_Data for this task_.
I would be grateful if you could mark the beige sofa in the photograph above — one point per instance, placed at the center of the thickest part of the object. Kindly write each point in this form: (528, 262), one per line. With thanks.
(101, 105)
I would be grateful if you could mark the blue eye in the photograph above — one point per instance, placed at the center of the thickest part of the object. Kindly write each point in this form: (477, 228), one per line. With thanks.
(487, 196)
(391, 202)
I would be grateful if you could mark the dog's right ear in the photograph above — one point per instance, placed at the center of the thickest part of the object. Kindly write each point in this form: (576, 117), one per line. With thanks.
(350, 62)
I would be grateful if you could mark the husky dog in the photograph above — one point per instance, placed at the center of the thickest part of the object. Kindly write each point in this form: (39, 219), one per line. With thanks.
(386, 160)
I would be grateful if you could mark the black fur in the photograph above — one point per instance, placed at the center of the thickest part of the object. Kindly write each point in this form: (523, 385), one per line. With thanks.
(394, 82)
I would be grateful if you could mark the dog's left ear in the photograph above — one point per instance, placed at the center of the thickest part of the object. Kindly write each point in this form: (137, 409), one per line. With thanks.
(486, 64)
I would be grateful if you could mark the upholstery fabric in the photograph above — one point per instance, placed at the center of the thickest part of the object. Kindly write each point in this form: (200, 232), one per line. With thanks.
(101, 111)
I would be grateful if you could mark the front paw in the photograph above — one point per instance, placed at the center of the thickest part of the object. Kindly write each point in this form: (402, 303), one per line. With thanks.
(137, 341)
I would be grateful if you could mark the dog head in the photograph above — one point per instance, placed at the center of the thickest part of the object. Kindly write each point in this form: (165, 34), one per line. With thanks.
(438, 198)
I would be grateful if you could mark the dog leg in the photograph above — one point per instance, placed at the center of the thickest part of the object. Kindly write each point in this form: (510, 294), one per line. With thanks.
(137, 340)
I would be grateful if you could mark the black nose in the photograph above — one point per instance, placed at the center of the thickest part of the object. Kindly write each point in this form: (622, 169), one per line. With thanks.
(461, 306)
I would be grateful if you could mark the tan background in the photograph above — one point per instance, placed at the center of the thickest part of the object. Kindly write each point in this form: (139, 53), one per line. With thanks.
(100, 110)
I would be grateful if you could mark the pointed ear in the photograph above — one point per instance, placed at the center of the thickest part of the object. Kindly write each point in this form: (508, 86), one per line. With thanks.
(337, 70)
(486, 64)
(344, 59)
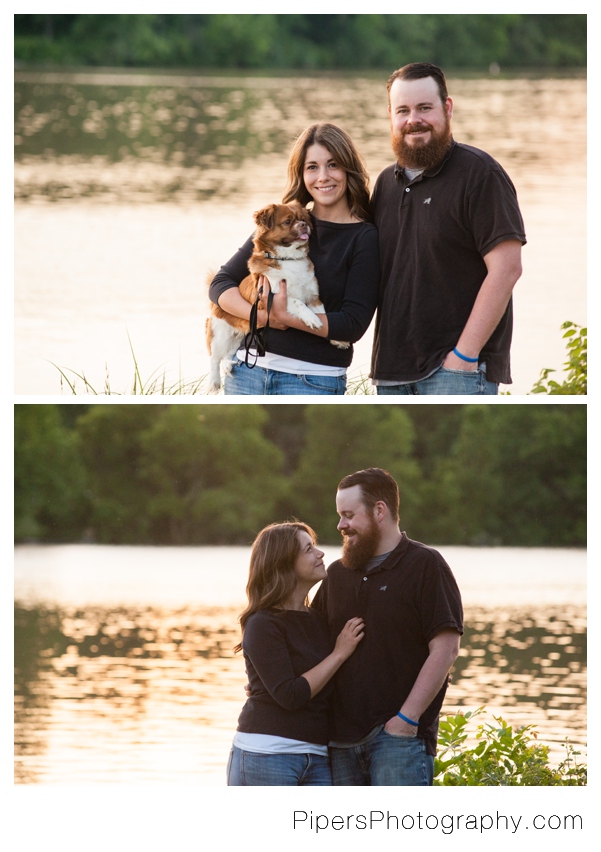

_Work task_. With the pictures removed, write the listing out word for word.

_Answer box_.
I would be grateful if you could mark the beige sofa in the photograph above — one point per instance, placed at the center of the thickest part of the object. Kindly write each point in this form: (528, 262), one per line. With thanks.
(101, 105)
I would be grateful if you could mark the blue eye in the photograph above — one point per instance, placed at the center of the thickest part of the object. Kindly write each point in this form: (477, 228), one per line. With thanks.
(487, 196)
(391, 202)
I would be grateful if you could mark the dog's right ear in the photograph above — one point per instance, placed at the center of the thickest part of the object. Kindly write each point in this form: (576, 117), one per line. With thanks.
(350, 62)
I would be grateful if you could mark the husky dog in the photograph above — one point per instance, placed at the center of the thickest part of the object. Kindly write each point in this form: (39, 219), one per line. With thanks.
(386, 160)
I would be grateful if you could mark the black fur in the photograph above — one point per instance, placed at the center of the thickest part of the object. Kindly write each point in this form: (523, 385), one per line. With thanks.
(394, 82)
I would be grateful if you could mark the dog's left ear in the photograph above — one point per instance, placed at the center of the thickest part of the object. Kindly write each point in this form: (137, 409), one per line. With thanks.
(486, 64)
I would be grateful if you could mark the upholstery fabric in the photograph above — one point per instance, placed at the center of the thickest part of the object. Kindly write each point in this form: (200, 232), one per line. With thanks.
(101, 111)
I would be grateful if you could mark the front paw in the photograph above — one point per instance, placed at the center of the thickest part of the object. Kindly write each point in this form: (402, 303), one per line. With thanks.
(137, 341)
I would be grateful if you could mark the dog head in the photograph above — one point per instance, placed at the center of the thickest part of the object. Kindly write each point in this form: (165, 34), one per line. With thanks.
(438, 198)
I would be grateful if you could mark the dog leg in the photograph above — one point per instance, placed at the center of the thickest part of the object. Kindly write each point in this form: (510, 294), one per line. With thanks.
(137, 340)
I would be grateful if you could mark the black nose in the photograph above — one point per instance, placed at the center of the thickest part of the object. Kindly write each point in this form: (622, 169), one per line. With thanks.
(461, 306)
I would be grateful if you could mark the tan background in the photograph above — one point per instance, placed at the center of the thickest part of the object. Kindly write each point in this form: (139, 53), one per line. With thanks.
(100, 110)
I would be grateful if you could mark the pointed ear in the photograph above — one point per instance, placed at the center of the thickest part of the object. Kindly write each point in this form: (508, 86), one per line. With thanks.
(337, 70)
(486, 64)
(344, 59)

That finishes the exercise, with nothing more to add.